Document segment:
Ice Massage for the Reduction of Labor Pain

Bette L. Waters, CNM, RN, Jeanne Raisler, CNM, DrPH, FACNM

Disclosures

J Midwifery Womens Health. 2003;48(5) 

In This Article

Abstract and Introduction

The current study investigated the use of ice massage of the acupressure energy meridian point large intestine 4 (LI4) to reduce labor pain during contractions. LI4 is located on the medial midpoint of the first metacarpal, within 3 to 4 mm of the web of skin between the thumb and forefinger. A one-group, pretest, posttest design was chosen, which used 100-mm Visual Analog Scales (VAS) and the McGill Pain Questionnaire (MPQ) ranked numerically and verbally to measure pain levels; the pretest served as the control. Study participants were Hispanic and white Medicaid recipients who received prenatal care at a women's clinic staffed by certified nurse-midwives and obstetricians. Participants noted a pain reduction mean on the VAS of 28.22 mm on the left hand and 11.93 mm on the right hand. The postdelivery ranked MPQ dropped from number 3 (distressing) to number 2 (discomforting). The study results suggest that ice massage is a safe, noninvasive, nonpharmacological method of reducing labor pain.

About this exercise: Copy the part of the ice massage study abstract that starts at "Ice Massage for" and ends at "Midwifery Womens Health. 2003;48(5)".

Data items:
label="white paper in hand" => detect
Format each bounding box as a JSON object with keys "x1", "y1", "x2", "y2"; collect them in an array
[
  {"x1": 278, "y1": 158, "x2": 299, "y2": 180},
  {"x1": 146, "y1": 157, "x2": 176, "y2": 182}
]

Response area:
Ice Massage for the Reduction of Labor Pain

Bette L. Waters, CNM, RN, Jeanne Raisler, CNM, DrPH, FACNM

Disclosures

J Midwifery Womens Health. 2003;48(5)